■ **SUPPLIED RECORDS**:
_ _ _ _ _ _ _

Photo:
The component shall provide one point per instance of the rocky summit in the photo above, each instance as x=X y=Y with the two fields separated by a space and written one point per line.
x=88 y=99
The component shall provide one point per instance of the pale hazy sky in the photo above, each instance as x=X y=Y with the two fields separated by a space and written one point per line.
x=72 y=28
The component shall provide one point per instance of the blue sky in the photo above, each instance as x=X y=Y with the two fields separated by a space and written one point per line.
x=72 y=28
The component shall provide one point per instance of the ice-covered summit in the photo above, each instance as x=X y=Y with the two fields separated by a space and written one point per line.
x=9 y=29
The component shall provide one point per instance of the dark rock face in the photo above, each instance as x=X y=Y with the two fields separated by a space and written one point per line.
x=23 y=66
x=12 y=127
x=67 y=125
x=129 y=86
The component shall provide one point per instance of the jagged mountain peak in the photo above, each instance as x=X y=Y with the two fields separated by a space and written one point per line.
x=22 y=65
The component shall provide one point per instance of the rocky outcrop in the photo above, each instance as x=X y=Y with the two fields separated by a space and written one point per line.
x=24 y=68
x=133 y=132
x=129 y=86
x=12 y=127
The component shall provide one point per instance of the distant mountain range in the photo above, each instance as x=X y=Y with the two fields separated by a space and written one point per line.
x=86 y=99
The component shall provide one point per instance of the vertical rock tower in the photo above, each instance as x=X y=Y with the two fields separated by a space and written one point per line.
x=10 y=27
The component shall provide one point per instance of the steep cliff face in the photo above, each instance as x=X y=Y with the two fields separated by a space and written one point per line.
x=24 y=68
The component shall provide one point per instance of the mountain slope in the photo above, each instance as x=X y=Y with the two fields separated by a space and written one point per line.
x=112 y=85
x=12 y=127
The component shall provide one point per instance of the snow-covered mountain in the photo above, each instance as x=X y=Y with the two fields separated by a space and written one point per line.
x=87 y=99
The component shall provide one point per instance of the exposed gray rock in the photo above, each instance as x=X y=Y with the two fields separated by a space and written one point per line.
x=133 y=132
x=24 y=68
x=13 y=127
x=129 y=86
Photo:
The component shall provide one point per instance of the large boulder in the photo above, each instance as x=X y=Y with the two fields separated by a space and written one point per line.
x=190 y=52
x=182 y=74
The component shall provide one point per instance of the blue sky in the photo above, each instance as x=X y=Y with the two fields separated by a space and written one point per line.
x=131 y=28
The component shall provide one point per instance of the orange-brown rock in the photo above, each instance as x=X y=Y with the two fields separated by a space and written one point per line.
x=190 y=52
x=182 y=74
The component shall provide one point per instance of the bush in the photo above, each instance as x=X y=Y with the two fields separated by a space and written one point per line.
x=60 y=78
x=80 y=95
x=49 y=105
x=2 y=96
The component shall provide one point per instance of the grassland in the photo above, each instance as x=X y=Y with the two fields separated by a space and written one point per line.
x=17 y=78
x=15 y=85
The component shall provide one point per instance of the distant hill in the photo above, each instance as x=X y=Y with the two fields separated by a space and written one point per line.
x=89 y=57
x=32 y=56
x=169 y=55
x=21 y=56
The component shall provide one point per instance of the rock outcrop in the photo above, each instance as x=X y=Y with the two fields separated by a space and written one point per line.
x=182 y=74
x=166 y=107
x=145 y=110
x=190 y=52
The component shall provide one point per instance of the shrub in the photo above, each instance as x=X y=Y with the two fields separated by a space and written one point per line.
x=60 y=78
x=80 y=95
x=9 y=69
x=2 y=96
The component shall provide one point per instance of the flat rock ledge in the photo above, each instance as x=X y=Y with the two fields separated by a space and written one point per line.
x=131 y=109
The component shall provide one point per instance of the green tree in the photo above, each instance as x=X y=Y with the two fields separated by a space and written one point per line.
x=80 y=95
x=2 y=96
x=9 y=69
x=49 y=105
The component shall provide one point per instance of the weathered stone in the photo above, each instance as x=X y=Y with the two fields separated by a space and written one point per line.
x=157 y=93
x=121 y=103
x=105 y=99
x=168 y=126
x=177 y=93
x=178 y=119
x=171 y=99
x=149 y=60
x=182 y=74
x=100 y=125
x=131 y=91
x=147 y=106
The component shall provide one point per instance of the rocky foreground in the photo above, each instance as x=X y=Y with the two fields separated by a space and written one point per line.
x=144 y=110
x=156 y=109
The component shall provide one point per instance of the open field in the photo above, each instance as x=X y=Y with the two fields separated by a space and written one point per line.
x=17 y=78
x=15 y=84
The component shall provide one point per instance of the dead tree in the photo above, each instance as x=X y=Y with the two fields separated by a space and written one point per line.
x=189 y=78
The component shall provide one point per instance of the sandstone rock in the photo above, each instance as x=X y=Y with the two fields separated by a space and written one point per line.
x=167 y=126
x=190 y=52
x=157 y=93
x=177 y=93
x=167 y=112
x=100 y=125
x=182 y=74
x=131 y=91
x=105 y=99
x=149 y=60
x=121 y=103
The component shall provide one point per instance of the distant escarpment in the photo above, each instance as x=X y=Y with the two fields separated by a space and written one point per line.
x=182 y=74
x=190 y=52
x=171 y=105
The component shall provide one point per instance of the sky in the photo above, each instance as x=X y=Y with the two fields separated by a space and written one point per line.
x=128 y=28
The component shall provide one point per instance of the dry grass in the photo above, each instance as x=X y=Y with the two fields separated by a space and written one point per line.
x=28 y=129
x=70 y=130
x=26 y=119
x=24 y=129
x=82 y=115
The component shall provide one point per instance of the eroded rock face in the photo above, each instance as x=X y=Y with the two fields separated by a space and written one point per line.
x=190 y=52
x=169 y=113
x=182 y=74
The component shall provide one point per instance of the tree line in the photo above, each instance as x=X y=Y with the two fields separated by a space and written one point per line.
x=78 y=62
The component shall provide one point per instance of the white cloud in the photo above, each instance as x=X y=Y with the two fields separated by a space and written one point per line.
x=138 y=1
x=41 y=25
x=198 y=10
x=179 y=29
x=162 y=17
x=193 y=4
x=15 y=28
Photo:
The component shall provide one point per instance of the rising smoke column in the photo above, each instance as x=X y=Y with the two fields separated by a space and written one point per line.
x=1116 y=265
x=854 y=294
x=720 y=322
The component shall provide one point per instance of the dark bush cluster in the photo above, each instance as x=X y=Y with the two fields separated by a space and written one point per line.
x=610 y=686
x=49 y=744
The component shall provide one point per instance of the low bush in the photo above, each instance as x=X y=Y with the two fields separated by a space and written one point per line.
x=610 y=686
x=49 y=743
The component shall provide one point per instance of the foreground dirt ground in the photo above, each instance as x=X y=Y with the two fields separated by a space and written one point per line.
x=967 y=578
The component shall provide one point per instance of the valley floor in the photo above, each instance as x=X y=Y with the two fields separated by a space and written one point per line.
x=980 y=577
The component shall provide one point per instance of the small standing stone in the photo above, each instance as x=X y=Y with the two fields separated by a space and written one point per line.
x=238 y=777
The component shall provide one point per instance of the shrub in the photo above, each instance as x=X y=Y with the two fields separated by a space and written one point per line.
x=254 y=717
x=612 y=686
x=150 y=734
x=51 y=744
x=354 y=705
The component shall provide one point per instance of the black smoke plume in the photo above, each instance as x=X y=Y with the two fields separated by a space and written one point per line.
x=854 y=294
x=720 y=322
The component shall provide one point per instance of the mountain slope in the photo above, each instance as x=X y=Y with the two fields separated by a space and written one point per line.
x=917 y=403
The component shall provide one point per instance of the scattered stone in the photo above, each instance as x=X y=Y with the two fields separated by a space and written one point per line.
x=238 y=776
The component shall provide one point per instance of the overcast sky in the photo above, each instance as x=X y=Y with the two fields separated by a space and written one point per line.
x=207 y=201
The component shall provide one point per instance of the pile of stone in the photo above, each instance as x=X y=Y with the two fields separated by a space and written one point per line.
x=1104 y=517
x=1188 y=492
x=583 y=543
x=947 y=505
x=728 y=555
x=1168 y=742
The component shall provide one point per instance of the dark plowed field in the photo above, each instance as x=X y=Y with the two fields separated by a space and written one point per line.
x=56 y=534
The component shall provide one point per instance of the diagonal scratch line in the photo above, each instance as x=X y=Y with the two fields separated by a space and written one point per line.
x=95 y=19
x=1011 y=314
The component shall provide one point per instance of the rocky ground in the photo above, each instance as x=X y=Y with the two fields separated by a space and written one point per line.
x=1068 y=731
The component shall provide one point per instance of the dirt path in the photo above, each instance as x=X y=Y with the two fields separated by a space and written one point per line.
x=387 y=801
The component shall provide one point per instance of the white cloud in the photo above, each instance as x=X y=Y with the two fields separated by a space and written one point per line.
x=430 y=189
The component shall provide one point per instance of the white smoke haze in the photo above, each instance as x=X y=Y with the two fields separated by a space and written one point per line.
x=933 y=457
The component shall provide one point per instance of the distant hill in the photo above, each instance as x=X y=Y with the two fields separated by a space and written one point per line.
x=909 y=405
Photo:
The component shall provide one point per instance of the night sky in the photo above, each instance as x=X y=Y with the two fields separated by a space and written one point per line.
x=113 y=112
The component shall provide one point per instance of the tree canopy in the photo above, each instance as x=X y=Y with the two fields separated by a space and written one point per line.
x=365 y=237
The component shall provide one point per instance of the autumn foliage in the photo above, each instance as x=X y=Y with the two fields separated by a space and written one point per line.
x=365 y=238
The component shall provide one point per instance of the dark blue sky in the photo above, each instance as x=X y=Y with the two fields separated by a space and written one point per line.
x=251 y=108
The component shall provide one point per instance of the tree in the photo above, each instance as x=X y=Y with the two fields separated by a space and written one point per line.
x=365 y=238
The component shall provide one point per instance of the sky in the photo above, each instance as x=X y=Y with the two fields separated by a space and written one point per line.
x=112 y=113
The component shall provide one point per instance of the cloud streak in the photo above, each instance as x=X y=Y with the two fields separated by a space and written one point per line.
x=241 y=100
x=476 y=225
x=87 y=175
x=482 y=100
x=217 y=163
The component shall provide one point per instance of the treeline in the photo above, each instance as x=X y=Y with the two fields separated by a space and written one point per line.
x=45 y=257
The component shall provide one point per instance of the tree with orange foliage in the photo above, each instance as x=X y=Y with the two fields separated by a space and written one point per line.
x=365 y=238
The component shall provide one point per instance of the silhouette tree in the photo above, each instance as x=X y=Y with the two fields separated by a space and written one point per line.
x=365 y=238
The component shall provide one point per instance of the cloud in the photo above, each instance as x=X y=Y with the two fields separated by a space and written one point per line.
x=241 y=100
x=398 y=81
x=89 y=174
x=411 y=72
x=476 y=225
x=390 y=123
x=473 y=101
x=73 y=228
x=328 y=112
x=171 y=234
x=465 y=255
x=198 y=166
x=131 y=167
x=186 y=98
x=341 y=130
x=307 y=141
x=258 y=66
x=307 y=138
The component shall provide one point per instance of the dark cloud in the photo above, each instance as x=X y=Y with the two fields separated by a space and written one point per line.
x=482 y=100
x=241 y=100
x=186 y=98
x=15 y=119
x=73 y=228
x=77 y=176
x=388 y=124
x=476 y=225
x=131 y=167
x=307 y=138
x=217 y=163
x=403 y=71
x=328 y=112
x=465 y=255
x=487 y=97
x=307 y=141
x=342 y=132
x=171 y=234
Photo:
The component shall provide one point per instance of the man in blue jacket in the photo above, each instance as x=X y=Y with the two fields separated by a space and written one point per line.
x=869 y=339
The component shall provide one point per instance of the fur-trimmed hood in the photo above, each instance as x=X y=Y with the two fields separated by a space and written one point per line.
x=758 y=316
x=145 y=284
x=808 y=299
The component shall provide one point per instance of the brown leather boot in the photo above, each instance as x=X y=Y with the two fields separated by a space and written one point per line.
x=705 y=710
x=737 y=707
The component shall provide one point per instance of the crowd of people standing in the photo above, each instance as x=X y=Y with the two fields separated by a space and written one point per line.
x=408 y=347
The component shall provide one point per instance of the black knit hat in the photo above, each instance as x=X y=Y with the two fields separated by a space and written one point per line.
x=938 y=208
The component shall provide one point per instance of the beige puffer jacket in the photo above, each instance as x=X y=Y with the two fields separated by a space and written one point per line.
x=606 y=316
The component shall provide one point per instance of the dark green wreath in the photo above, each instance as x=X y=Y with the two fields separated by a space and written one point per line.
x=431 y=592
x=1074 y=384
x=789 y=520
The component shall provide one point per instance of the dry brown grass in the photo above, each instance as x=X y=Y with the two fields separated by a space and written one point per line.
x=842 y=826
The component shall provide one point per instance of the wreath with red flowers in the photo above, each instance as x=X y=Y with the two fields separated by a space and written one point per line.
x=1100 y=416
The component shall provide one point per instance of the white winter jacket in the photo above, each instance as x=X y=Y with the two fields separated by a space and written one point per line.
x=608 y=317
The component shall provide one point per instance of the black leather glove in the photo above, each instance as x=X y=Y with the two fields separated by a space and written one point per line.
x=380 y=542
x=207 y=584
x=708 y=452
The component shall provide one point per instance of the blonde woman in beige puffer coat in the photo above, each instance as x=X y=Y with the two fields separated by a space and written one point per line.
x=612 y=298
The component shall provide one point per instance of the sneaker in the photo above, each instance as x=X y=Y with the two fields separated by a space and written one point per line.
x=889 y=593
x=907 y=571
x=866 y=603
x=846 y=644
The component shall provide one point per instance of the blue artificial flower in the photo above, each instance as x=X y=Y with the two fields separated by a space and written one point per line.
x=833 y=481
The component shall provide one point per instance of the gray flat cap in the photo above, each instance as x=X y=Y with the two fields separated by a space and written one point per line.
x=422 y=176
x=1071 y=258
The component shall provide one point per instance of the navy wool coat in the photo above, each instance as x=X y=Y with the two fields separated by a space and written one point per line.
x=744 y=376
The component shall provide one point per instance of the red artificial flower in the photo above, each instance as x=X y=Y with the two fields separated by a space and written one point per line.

_ _ _ _ _ _ _

■ **TASK PROMPT**:
Starting with the line containing "The component shall provide one point per instance of the crowd" and going on through the line containing "x=408 y=347", lay out those items as a two-column CSV headed item_text and answer. Give one row per item, with each value in a single quoted field and any line breaks replaced by spaces.

■ **RESULT OF THE TASK**:
item_text,answer
"The component shall provide one point per instance of the crowd of people standing in the photo above, each instance as x=X y=Y with the two fields separated by a space and written one point per line.","x=408 y=347"